### WAT GEVRAAGD WORDT
Geef alle regels van de onderstaande gegevens ongewijzigd terug.

### AANGELEVERDE GEGEVENS

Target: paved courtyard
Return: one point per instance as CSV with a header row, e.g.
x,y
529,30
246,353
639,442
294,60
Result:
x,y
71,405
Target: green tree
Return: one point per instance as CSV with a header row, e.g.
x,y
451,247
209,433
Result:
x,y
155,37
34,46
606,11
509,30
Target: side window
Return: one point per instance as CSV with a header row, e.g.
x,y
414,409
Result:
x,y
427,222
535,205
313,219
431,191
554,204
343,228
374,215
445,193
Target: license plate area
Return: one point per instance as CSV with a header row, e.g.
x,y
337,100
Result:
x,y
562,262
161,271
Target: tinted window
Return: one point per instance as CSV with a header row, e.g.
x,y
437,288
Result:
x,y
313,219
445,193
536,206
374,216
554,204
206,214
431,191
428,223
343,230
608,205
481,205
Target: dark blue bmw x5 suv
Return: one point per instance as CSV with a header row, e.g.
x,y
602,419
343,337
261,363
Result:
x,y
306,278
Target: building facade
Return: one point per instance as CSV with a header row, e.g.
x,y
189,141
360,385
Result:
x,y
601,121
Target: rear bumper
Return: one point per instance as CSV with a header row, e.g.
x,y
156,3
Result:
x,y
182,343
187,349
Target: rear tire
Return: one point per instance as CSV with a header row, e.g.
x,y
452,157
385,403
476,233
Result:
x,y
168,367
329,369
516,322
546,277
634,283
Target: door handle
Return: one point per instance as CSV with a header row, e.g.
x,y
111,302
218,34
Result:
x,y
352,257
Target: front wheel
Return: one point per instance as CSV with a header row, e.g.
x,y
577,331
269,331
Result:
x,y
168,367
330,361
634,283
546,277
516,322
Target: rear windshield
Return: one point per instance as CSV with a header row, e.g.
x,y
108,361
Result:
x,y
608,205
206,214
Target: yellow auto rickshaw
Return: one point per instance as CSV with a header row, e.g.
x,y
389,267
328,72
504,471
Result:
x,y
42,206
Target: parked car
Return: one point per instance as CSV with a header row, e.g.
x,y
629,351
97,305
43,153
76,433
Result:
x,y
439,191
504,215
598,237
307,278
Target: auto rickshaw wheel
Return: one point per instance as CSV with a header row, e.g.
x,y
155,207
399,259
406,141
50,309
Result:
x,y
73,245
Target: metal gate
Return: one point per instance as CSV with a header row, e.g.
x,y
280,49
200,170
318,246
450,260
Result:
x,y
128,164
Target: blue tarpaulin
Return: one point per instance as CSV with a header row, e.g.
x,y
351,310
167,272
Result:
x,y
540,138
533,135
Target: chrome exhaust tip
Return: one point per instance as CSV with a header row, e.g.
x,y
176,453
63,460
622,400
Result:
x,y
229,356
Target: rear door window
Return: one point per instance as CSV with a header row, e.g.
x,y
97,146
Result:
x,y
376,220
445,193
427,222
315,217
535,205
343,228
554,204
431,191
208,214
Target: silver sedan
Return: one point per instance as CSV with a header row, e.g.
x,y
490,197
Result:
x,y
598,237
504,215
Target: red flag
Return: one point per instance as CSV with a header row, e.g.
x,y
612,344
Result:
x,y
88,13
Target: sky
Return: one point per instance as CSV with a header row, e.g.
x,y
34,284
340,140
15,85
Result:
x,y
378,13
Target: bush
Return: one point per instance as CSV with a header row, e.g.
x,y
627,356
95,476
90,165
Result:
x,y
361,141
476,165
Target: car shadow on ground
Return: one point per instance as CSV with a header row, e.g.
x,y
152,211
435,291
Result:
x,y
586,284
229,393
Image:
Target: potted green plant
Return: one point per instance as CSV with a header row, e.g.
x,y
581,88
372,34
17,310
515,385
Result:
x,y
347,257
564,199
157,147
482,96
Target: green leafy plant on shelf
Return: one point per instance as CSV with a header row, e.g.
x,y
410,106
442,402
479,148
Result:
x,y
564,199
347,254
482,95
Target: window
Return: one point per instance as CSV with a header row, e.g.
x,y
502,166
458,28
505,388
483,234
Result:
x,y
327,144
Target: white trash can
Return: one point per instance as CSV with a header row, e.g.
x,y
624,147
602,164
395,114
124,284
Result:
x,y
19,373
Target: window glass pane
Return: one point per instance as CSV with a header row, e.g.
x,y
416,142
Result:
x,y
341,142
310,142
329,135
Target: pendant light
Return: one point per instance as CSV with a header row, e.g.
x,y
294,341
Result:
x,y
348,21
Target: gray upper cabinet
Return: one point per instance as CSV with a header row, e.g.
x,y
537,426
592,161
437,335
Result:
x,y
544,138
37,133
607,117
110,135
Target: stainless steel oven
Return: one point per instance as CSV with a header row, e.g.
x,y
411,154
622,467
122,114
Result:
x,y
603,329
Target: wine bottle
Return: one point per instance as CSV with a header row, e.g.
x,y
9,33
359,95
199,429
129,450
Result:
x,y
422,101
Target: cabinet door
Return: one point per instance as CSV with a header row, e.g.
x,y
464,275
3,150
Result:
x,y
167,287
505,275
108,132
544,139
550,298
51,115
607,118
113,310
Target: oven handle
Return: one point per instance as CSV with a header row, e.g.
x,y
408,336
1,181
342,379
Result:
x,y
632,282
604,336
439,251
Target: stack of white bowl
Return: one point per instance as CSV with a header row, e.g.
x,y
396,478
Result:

### VOLLEDIGE UITWERKING
Target: paved courtyard
Return: one point per instance as CSV with a header row, e.g.
x,y
529,30
246,353
639,442
294,60
Result:
x,y
71,405
Target: green tree
Return: one point per instance as CSV with a header row, e.g.
x,y
451,247
209,433
Result:
x,y
155,37
34,46
606,11
509,30
Target: side window
Return: one point per instance as CSV with a header row, e.g.
x,y
414,409
Result:
x,y
427,222
535,205
313,219
431,191
554,204
343,228
374,215
445,193
Target: license plate area
Return: one point per instance as CSV with a header row, e.g.
x,y
337,100
Result:
x,y
562,262
161,271
Target: tinted window
Return: one point per instance as CSV with a header row, e.g.
x,y
437,288
Result:
x,y
313,219
445,193
536,206
374,216
554,204
206,214
431,191
428,223
343,230
608,205
481,205
Target: dark blue bmw x5 suv
Return: one point per instance as CSV with a header row, e.g.
x,y
602,419
343,337
261,363
Result:
x,y
306,278
Target: building facade
Return: one point per instance as CSV with a header row, e.g.
x,y
189,141
360,385
Result:
x,y
601,121
Target: rear bumper
Return: one point per instance as CSV with a header row, e.g.
x,y
156,3
Result:
x,y
182,343
187,349
Target: rear tire
Return: one point per instance as CSV with a header row, e.g.
x,y
452,157
385,403
476,233
Result:
x,y
168,367
329,369
516,322
546,277
634,283
Target: door handle
Return: one point per instance as CSV with a header row, e.g.
x,y
111,302
218,34
Result:
x,y
352,257
Target: front wheel
Return: one point per instance as CSV with a header row, e.g.
x,y
577,331
269,331
Result:
x,y
168,367
330,361
634,283
546,277
516,322
Target: rear windshield
Return: one point per instance as CSV with a header row, e.g.
x,y
108,361
Result:
x,y
608,205
206,214
Target: yellow auto rickshaw
Return: one point per instance as CSV with a header row, e.g.
x,y
389,267
328,72
504,471
Result:
x,y
42,206
Target: parked car
Return: one point per instance as CSV with a header row, e.g.
x,y
629,351
97,305
43,153
76,433
Result:
x,y
439,191
504,215
598,237
307,278
Target: auto rickshaw wheel
Return: one point per instance as CSV with a header row, e.g.
x,y
155,207
399,259
406,141
50,309
Result:
x,y
73,245
Target: metal gate
Return: one point per instance as CSV with a header row, e.g.
x,y
280,49
200,170
318,246
450,260
Result:
x,y
128,164
Target: blue tarpaulin
Return: one point per instance as CSV with a header row, e.g.
x,y
351,310
167,272
Result:
x,y
540,138
533,135
Target: chrome exhaust tip
Return: one point per instance as CSV with a header row, e.g.
x,y
176,453
63,460
622,400
Result:
x,y
229,356
Target: rear door window
Return: one point per instance as CSV with a header row, e.g.
x,y
97,146
Result:
x,y
376,220
445,193
427,222
315,217
535,205
343,228
554,204
431,191
208,214
Target: silver sedan
Return: one point per instance as CSV with a header row, e.g.
x,y
490,197
Result:
x,y
598,237
504,215
Target: red flag
Return: one point per instance as CSV with a header row, e.g.
x,y
612,344
Result:
x,y
88,13
Target: sky
Return: one point per instance as CSV with a header row, e.g.
x,y
34,284
340,140
15,85
Result:
x,y
378,13
Target: bush
Return: one point per instance as CSV with a header row, e.g.
x,y
627,356
95,476
90,165
Result:
x,y
361,141
476,165
Target: car shadow on ground
Return: one point per instance as CSV with a header row, e.g.
x,y
152,211
435,291
Result:
x,y
586,284
229,393
Image:
Target: potted green plant
Return: one point per instance as CSV with a header row, e.g.
x,y
581,88
372,34
17,310
515,385
Result:
x,y
347,257
564,199
157,147
482,96
Target: green leafy plant on shelf
Return: one point per instance as CSV with a header row, e.g.
x,y
410,106
442,402
479,148
Result:
x,y
564,199
347,254
482,95
Target: window
Return: one point per instance as CSV with a header row, e.g.
x,y
502,166
458,28
505,388
483,234
Result:
x,y
327,144
Target: white trash can
Return: one point per instance as CSV with a header row, e.g.
x,y
624,147
602,164
395,114
124,284
Result:
x,y
19,373
Target: window glass pane
Return: one point per instance as CSV with a header row, e.g.
x,y
416,142
Result:
x,y
341,142
310,142
329,135
Target: pendant light
Return: one point per instance as CSV with a header row, e.g.
x,y
294,341
Result:
x,y
348,21
Target: gray upper cabinet
Return: one point per instance as CSV with a header row, e.g.
x,y
537,426
592,161
437,335
Result:
x,y
544,138
37,133
607,117
110,135
Target: stainless steel oven
Return: one point per instance as CSV with a header row, e.g.
x,y
411,154
622,467
122,114
Result:
x,y
603,329
Target: wine bottle
Return: one point per instance as CSV with a header row, e.g.
x,y
9,33
359,95
199,429
129,450
Result:
x,y
422,101
Target: cabinet door
Return: one point per instance as CSV with a header row, e.g.
x,y
464,275
3,150
Result:
x,y
167,287
505,275
108,132
544,139
550,298
51,115
607,118
113,310
Target: oven handle
Return: one point per instance as CSV with a header row, e.g.
x,y
408,336
1,181
342,379
Result:
x,y
632,282
604,336
439,251
Target: stack of white bowl
Return: one point per instance as CSV with a header row, e.g.
x,y
396,478
Result:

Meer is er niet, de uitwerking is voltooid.